TASK BRIEF ::
Write out the passage on faith and trust word for word, from "Know this: God" up to and including "your darkest times.".

PASSAGE SHOWN ::
Also - start going to church. Then come home happy! Spend a few minutes each day reading scriptures. Then "behave" cheerfully. It may feel "fake" for a while. But emotions follow motions so going through the motions - fake it til you make it - has some validity. Read James - the whole book of James in the Bible. Notice how he describes FAITH. Faith is a verb - the actions of a believer. Notice also that there is a difference between believing and knowing. Sometimes believing is just "wanting" to believe. That is where you will develop the skill to trust the right people. And trust your husband on his merits of being trust-worthy. For there are some areas of life that he probably deserves your trust. But first you must trust God. And you don't right now, or you wouldn't be suffering from greater depression as you listen to the news, or read here. There are so many stories here of recovery. yes there are hard stories too and stories in process.

Know this: God has earned your trust; you withhold it with your fear. Understand this one key point. God is good. And He waits for you to receive His love. Make a gratitude list - of at least 100 things you are grateful for. Find at least 100 ways that God sends His love to you even in your darkest times.

SUPPLIED RECORDS ::
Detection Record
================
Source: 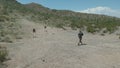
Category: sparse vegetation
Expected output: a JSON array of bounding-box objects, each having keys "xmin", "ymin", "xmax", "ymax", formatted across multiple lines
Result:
[{"xmin": 0, "ymin": 0, "xmax": 120, "ymax": 42}]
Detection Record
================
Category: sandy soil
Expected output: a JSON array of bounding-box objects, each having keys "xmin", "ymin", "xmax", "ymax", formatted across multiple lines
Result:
[{"xmin": 1, "ymin": 20, "xmax": 120, "ymax": 68}]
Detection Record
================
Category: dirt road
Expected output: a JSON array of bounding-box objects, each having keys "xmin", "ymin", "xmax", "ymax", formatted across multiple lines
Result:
[{"xmin": 6, "ymin": 20, "xmax": 120, "ymax": 68}]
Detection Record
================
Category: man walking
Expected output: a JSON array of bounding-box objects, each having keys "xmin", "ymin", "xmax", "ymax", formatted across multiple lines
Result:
[{"xmin": 78, "ymin": 31, "xmax": 83, "ymax": 46}]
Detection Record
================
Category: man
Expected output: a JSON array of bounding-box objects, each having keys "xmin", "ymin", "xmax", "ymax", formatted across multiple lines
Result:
[
  {"xmin": 33, "ymin": 28, "xmax": 36, "ymax": 38},
  {"xmin": 78, "ymin": 31, "xmax": 83, "ymax": 46}
]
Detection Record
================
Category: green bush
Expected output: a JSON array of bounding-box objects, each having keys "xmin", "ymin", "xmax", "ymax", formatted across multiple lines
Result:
[{"xmin": 0, "ymin": 46, "xmax": 8, "ymax": 63}]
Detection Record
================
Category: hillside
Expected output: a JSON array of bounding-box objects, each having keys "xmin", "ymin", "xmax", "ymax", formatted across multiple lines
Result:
[{"xmin": 0, "ymin": 0, "xmax": 120, "ymax": 41}]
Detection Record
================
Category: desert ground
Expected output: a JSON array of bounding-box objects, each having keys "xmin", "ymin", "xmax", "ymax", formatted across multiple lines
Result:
[{"xmin": 1, "ymin": 19, "xmax": 120, "ymax": 68}]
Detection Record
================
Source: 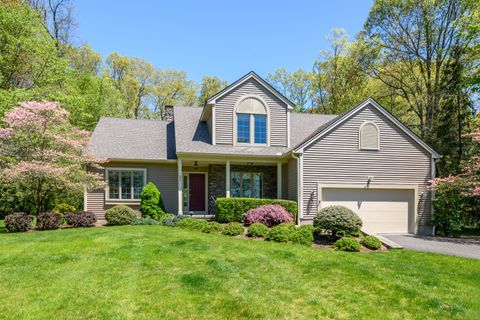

SOLUTION TO THIS EXERCISE ::
Know this: God has earned your trust; you withhold it with your fear. Understand this one key point. God is good. And He waits for you to receive His love. Make a gratitude list - of at least 100 things you are grateful for. Find at least 100 ways that God sends His love to you even in your darkest times.